Could you turn the lines from the very first one up to and including the line with "[[271, 39], [762, 67], [696, 84], [735, 72], [709, 80]]" into a numbered list, dropping any blank lines and leaving the pictures out?

(Excerpts of location labeling data)
--- begin ---
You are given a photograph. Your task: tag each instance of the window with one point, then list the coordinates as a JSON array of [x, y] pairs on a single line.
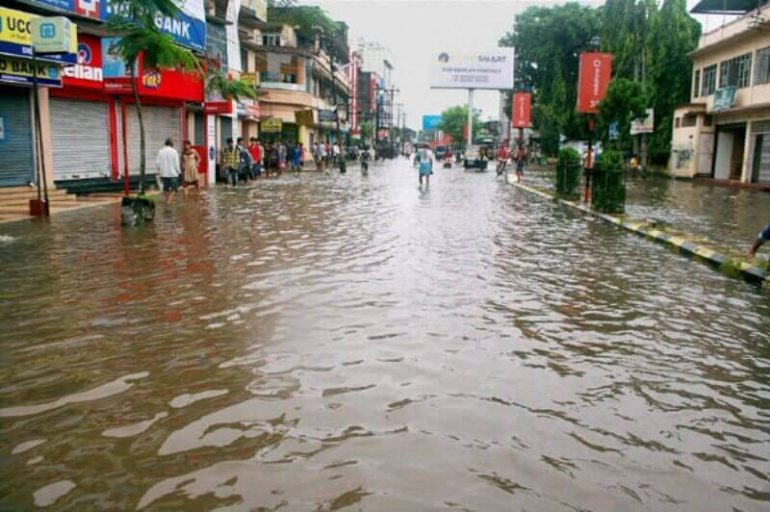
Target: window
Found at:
[[271, 39], [762, 67], [696, 84], [735, 72], [709, 80]]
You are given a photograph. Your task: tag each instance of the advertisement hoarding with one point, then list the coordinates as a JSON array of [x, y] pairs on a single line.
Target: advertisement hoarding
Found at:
[[646, 125], [430, 122], [593, 78], [522, 110], [492, 69]]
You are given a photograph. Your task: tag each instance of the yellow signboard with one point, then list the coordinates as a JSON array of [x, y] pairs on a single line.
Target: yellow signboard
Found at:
[[15, 26], [272, 125], [22, 71]]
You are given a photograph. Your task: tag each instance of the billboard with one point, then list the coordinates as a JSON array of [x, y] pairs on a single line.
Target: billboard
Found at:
[[522, 110], [593, 79], [430, 122], [492, 69]]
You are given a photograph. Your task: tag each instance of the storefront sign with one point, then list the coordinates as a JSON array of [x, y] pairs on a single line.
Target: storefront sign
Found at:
[[22, 71], [16, 37], [724, 98], [92, 9], [304, 117], [218, 107], [594, 77], [272, 125], [492, 69], [88, 71], [327, 116], [248, 108], [646, 125], [522, 110], [54, 34]]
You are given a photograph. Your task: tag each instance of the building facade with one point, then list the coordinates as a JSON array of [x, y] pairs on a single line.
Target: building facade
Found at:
[[724, 132]]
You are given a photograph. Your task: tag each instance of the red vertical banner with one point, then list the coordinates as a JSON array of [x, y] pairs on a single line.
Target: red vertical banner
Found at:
[[594, 77], [522, 110]]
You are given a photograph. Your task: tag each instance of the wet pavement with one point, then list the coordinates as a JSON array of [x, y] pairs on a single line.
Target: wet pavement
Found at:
[[327, 342], [730, 217]]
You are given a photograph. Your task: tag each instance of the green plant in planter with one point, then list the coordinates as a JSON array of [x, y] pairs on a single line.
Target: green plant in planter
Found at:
[[608, 191], [568, 170]]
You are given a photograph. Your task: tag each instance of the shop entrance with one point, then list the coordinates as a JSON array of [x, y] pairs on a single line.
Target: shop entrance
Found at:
[[728, 163]]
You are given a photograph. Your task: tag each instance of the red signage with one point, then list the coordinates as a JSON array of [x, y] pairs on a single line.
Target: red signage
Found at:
[[522, 110], [594, 77], [88, 70], [218, 107]]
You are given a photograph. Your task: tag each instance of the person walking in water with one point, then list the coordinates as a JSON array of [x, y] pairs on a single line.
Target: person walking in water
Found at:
[[190, 162], [762, 238], [231, 158], [426, 165], [167, 164]]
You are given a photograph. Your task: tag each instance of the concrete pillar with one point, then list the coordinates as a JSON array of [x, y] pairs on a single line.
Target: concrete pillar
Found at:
[[745, 169], [45, 130]]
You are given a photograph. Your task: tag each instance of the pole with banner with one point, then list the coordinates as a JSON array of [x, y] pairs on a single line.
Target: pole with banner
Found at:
[[593, 78]]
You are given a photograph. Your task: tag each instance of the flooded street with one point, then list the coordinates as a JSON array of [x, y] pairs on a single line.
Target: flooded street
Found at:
[[328, 342]]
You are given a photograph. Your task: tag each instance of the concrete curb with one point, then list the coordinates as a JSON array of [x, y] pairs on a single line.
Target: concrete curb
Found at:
[[684, 244]]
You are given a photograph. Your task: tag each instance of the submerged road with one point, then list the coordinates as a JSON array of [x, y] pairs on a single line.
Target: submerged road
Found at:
[[328, 342]]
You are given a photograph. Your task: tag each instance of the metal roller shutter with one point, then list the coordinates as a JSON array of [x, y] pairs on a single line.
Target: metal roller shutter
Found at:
[[80, 139], [160, 123], [17, 164]]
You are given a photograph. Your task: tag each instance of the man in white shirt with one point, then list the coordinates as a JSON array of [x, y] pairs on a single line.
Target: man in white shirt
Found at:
[[167, 164]]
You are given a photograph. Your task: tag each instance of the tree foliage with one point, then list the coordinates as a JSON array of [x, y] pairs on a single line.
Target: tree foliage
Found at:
[[453, 122], [649, 40], [625, 101], [134, 24]]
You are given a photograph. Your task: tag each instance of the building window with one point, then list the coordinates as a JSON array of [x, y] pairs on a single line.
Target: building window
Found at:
[[271, 39], [709, 80], [696, 84], [735, 72], [762, 67]]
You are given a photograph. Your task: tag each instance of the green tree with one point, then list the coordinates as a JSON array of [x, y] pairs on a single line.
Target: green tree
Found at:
[[134, 24], [548, 41], [625, 100], [453, 122], [672, 36]]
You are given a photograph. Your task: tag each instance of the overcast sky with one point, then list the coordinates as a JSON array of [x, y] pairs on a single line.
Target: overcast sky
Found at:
[[415, 31]]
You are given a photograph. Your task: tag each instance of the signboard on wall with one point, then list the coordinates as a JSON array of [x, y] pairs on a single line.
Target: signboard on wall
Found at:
[[491, 69], [522, 110], [21, 71], [593, 78]]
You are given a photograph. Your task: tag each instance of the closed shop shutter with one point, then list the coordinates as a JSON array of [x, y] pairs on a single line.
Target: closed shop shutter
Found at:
[[80, 139], [17, 163], [160, 123]]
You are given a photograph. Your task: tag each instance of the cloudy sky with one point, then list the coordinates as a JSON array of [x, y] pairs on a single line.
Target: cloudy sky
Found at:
[[415, 31]]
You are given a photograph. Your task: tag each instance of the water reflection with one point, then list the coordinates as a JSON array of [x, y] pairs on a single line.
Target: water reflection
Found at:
[[321, 342]]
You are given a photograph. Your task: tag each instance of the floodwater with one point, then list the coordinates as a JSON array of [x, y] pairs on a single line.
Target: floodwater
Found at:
[[328, 342]]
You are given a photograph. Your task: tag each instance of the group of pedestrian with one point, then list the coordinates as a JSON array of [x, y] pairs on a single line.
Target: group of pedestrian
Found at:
[[169, 168]]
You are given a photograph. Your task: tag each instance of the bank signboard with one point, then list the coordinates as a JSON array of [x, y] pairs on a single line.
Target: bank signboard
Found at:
[[492, 69], [22, 71]]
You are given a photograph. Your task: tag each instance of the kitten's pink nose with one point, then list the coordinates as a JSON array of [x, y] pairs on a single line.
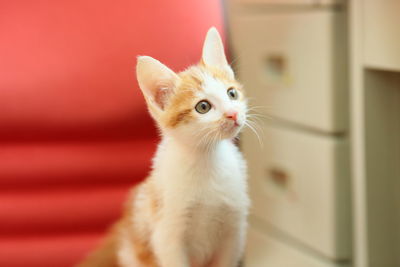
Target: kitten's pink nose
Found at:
[[232, 115]]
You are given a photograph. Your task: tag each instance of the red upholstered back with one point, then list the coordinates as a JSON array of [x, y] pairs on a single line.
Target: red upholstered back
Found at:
[[74, 131]]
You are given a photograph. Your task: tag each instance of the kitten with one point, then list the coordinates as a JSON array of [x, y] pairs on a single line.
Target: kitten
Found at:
[[192, 209]]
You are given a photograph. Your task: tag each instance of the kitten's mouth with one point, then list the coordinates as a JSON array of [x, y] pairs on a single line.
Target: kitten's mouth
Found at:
[[230, 128]]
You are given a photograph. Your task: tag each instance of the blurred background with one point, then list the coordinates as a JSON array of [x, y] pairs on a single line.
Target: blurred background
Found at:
[[322, 77]]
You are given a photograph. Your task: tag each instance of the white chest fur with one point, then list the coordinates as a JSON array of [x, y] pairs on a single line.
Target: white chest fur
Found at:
[[207, 191]]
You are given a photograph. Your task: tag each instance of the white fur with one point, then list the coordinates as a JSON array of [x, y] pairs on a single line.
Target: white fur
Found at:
[[199, 173], [205, 205]]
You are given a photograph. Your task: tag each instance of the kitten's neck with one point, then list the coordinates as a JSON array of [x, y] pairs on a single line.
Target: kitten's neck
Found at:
[[190, 153]]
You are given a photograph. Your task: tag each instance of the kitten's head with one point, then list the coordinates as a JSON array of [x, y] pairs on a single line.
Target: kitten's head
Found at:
[[202, 104]]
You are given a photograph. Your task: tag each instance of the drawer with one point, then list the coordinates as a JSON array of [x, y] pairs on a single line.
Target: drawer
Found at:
[[265, 251], [294, 64], [300, 186], [381, 34]]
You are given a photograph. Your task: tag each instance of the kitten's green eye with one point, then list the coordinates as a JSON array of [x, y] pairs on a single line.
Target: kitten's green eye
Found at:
[[203, 107], [232, 93]]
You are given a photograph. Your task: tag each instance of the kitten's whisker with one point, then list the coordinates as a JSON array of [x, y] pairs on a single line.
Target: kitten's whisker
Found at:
[[255, 132]]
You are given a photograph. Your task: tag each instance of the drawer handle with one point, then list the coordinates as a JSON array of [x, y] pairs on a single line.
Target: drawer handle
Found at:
[[279, 176]]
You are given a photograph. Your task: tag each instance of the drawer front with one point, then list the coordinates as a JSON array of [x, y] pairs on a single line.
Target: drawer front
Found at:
[[265, 251], [293, 63], [381, 34], [300, 186]]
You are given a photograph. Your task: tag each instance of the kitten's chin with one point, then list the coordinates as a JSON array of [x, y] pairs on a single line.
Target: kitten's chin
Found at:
[[230, 131]]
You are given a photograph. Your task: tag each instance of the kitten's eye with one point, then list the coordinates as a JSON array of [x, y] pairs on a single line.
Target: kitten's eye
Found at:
[[232, 93], [203, 107]]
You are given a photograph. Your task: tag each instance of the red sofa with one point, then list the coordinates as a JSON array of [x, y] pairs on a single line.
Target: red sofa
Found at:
[[74, 131]]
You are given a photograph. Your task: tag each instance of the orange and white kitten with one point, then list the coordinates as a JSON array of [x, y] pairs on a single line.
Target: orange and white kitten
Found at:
[[192, 209]]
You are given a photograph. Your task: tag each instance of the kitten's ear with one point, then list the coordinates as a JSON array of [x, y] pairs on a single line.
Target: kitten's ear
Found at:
[[156, 81], [213, 52]]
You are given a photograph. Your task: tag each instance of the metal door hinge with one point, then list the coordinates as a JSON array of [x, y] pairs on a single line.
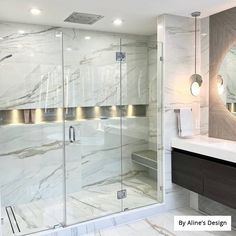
--- end ---
_SOLUTION TO THIS TASK_
1. You are given a photograph. Your task: tag each instance of the window with one point, then list the coordinates as a JSON array of [x, y] pairs on a single line.
2. Target: window
3. Found at:
4. [[271, 39], [762, 67], [696, 84], [735, 72], [709, 80]]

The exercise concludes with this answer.